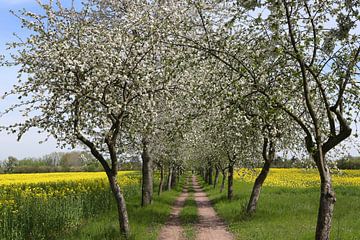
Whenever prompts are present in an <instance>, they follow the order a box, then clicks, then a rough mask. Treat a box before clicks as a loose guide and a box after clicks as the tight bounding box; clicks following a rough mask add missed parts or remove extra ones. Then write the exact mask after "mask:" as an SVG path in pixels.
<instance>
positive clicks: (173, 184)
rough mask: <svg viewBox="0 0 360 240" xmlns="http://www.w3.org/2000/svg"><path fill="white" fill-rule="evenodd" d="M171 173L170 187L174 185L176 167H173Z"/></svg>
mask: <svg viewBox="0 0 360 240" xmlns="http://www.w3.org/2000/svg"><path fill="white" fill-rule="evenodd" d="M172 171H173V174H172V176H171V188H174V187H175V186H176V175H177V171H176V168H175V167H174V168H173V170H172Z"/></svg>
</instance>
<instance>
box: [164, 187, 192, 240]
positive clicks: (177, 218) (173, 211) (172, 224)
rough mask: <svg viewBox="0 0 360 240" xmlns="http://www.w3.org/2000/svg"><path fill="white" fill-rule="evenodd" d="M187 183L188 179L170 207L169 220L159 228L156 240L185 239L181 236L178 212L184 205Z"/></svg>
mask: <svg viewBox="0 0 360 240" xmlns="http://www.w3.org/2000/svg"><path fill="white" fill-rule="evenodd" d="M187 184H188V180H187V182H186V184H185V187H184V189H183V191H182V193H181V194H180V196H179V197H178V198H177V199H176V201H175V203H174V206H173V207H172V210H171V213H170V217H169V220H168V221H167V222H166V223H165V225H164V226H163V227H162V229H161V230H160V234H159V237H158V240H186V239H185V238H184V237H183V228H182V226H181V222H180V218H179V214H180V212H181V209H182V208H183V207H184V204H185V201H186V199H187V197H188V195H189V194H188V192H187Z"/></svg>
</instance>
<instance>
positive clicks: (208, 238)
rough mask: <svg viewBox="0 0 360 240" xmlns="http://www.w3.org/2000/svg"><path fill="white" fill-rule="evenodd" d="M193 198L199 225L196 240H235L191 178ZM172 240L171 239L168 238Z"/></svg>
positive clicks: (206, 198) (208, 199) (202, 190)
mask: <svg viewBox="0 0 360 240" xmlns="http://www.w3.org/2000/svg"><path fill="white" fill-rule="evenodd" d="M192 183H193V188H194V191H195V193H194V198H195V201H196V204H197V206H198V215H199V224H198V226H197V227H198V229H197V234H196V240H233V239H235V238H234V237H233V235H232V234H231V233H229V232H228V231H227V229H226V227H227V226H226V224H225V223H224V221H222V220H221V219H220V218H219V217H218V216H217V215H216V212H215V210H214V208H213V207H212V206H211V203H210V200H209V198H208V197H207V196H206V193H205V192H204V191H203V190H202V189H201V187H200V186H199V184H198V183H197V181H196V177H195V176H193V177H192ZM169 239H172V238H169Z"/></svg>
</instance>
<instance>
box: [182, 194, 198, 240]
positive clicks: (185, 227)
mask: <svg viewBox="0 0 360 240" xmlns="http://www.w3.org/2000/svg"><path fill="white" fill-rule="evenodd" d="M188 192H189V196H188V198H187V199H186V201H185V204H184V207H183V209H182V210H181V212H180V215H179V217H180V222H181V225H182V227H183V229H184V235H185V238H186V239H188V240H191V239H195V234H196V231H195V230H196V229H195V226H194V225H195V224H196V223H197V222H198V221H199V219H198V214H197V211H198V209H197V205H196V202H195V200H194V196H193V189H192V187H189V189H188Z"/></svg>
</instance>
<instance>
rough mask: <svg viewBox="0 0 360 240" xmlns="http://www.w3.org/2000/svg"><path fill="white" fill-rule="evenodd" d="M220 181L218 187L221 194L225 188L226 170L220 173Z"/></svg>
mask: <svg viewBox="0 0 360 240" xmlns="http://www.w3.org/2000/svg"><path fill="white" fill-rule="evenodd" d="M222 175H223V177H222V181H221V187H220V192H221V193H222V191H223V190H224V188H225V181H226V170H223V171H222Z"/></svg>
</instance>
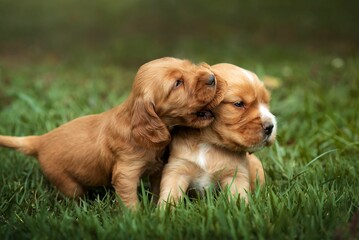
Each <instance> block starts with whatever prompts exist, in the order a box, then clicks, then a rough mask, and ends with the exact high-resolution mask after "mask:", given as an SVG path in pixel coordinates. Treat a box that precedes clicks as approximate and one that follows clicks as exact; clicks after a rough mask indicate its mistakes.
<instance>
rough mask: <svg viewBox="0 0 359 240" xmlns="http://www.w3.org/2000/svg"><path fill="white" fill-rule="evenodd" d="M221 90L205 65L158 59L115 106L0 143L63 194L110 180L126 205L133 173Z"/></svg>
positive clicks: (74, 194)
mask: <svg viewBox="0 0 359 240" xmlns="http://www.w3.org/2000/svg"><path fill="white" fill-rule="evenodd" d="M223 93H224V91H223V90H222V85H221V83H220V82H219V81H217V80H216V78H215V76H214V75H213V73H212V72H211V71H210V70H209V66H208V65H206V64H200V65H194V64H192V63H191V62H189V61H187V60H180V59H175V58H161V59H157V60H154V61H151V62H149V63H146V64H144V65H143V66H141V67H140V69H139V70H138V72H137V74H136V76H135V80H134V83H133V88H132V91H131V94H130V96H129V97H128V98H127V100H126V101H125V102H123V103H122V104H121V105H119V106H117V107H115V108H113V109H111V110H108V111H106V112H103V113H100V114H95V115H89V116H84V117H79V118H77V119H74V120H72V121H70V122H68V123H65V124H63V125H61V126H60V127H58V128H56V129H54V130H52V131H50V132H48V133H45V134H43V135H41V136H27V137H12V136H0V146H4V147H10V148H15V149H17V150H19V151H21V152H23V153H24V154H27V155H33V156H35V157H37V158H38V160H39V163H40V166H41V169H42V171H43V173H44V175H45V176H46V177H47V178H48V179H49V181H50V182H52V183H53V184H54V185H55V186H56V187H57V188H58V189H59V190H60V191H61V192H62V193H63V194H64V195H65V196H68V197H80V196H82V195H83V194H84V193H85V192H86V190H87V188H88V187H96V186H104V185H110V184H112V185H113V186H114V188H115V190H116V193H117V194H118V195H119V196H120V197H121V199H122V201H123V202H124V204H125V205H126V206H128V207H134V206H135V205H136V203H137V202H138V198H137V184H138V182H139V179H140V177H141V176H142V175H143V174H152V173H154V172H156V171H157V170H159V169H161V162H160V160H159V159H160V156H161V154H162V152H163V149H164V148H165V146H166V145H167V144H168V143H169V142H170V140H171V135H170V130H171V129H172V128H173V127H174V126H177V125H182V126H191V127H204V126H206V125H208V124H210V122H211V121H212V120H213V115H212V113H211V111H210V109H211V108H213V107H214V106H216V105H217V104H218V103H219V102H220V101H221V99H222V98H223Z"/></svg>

- Directions
Write the records out once more, exactly as they appear, with no pictures.

- Result
Whenever prompts are present in an <instance>, they follow the order a box, then clicks, then a rough mask. Treat a box before clicks as a loose guide and a box after clicks as the tight bounding box; clicks following a rough mask add missed parts or remove extra ones. Then write the exact mask after "mask:" as an SVG path in pixels.
<instance>
positive clicks: (173, 184)
rough mask: <svg viewBox="0 0 360 240" xmlns="http://www.w3.org/2000/svg"><path fill="white" fill-rule="evenodd" d="M171 173L170 187L174 185L176 167H173Z"/></svg>
mask: <svg viewBox="0 0 360 240" xmlns="http://www.w3.org/2000/svg"><path fill="white" fill-rule="evenodd" d="M172 171H173V174H172V176H171V188H174V187H175V186H176V175H177V171H176V168H175V167H174V168H173V170H172Z"/></svg>
</instance>
<instance>
box: [164, 187, 192, 240]
positive clicks: (177, 218) (173, 211) (172, 224)
rough mask: <svg viewBox="0 0 360 240" xmlns="http://www.w3.org/2000/svg"><path fill="white" fill-rule="evenodd" d="M187 183L188 179L170 207L169 220L159 228L156 240L185 239L181 236L178 212L184 205Z"/></svg>
mask: <svg viewBox="0 0 360 240" xmlns="http://www.w3.org/2000/svg"><path fill="white" fill-rule="evenodd" d="M187 184H188V180H187V182H186V184H185V187H184V189H183V191H182V193H181V194H180V196H179V197H178V198H177V199H176V201H175V203H174V206H173V207H172V210H171V213H170V217H169V220H168V221H167V222H166V223H165V225H164V226H163V227H162V229H161V230H160V234H159V237H158V240H186V239H185V238H184V237H183V228H182V226H181V222H180V218H179V214H180V212H181V209H182V208H183V207H184V204H185V201H186V199H187V197H188V195H189V194H188V192H187Z"/></svg>
</instance>
<instance>
positive clicks: (208, 238)
rough mask: <svg viewBox="0 0 360 240" xmlns="http://www.w3.org/2000/svg"><path fill="white" fill-rule="evenodd" d="M193 198L199 225L196 240H235L191 178ZM172 240L171 239L168 238Z"/></svg>
positive clicks: (206, 198) (208, 199) (202, 190)
mask: <svg viewBox="0 0 360 240" xmlns="http://www.w3.org/2000/svg"><path fill="white" fill-rule="evenodd" d="M192 183H193V188H194V191H195V193H194V198H195V201H196V204H197V206H198V215H199V224H198V226H197V227H198V229H197V234H196V240H233V239H235V238H234V237H233V235H232V234H231V233H229V232H228V231H227V229H226V227H227V226H226V224H225V223H224V221H222V220H221V219H220V218H219V217H218V216H217V215H216V212H215V210H214V208H213V207H212V206H211V203H210V200H209V198H208V197H207V196H206V193H205V192H204V191H203V190H202V189H201V187H200V186H199V184H198V183H197V181H196V177H195V176H193V177H192ZM169 239H172V238H169Z"/></svg>
</instance>
<instance>
box: [182, 194, 198, 240]
positive clicks: (185, 227)
mask: <svg viewBox="0 0 360 240" xmlns="http://www.w3.org/2000/svg"><path fill="white" fill-rule="evenodd" d="M188 192H189V196H188V198H187V199H186V201H185V204H184V207H183V209H182V210H181V212H180V215H179V217H180V222H181V225H182V227H183V229H184V235H185V238H186V239H188V240H191V239H195V234H196V231H195V230H196V229H195V226H194V225H195V224H196V223H197V222H198V221H199V219H198V214H197V211H198V209H197V205H196V202H195V200H194V196H193V189H192V187H189V189H188Z"/></svg>
</instance>
<instance>
rough mask: <svg viewBox="0 0 360 240" xmlns="http://www.w3.org/2000/svg"><path fill="white" fill-rule="evenodd" d="M220 181L218 187L221 194L225 188L226 170L220 173Z"/></svg>
mask: <svg viewBox="0 0 360 240" xmlns="http://www.w3.org/2000/svg"><path fill="white" fill-rule="evenodd" d="M222 175H223V177H222V181H221V187H220V192H221V193H222V191H223V190H224V188H225V181H226V170H223V171H222Z"/></svg>
</instance>
Each <instance> block starts with whatever prompts exist, in the order a box, then clicks, then a rough mask, and ends with the exact high-resolution mask after "mask:", given as an SVG path in pixel coordinates. Treat a box that precedes clicks as approximate and one that follows clicks as exact; clicks after a rough mask indicate its mistakes.
<instance>
rough mask: <svg viewBox="0 0 359 240" xmlns="http://www.w3.org/2000/svg"><path fill="white" fill-rule="evenodd" d="M221 90L205 65L158 59L115 106L0 143L63 194L110 180L126 205L133 173Z"/></svg>
positive clicks: (74, 194)
mask: <svg viewBox="0 0 359 240" xmlns="http://www.w3.org/2000/svg"><path fill="white" fill-rule="evenodd" d="M223 93H224V91H223V90H222V85H221V83H220V82H219V81H217V80H216V78H215V76H214V75H213V73H212V72H211V71H210V70H209V66H208V65H206V64H200V65H194V64H192V63H191V62H189V61H187V60H180V59H175V58H161V59H157V60H154V61H151V62H149V63H146V64H144V65H143V66H141V67H140V69H139V70H138V72H137V74H136V76H135V80H134V83H133V88H132V91H131V94H130V96H129V97H128V98H127V100H126V101H125V102H123V103H122V104H121V105H119V106H117V107H115V108H113V109H111V110H108V111H106V112H103V113H100V114H95V115H89V116H84V117H79V118H77V119H74V120H72V121H70V122H68V123H65V124H63V125H61V126H60V127H58V128H56V129H54V130H52V131H50V132H48V133H45V134H43V135H41V136H27V137H12V136H0V146H4V147H10V148H15V149H17V150H19V151H21V152H23V153H24V154H27V155H33V156H35V157H37V158H38V160H39V163H40V166H41V169H42V171H43V173H44V175H45V176H46V177H47V178H48V179H49V181H50V182H52V183H53V184H54V185H55V186H56V187H57V188H58V189H59V190H60V191H61V192H62V193H63V194H64V195H65V196H68V197H80V196H82V195H83V194H84V193H85V192H86V190H87V188H88V187H96V186H104V185H110V184H112V185H113V186H114V188H115V190H116V193H117V194H118V195H119V196H120V197H121V199H122V201H123V202H124V204H125V205H126V206H128V207H134V206H135V205H136V203H137V202H138V198H137V184H138V182H139V179H140V177H141V176H142V175H143V174H152V173H154V172H156V171H157V170H159V169H161V162H160V160H159V159H160V156H161V154H162V152H163V149H164V148H165V146H166V145H167V144H168V143H169V142H170V140H171V135H170V130H171V129H172V128H173V127H174V126H177V125H182V126H191V127H204V126H206V125H208V124H210V122H211V121H212V120H213V115H212V113H211V111H210V109H211V108H213V107H214V106H216V105H217V104H218V103H219V102H220V101H221V99H222V98H223Z"/></svg>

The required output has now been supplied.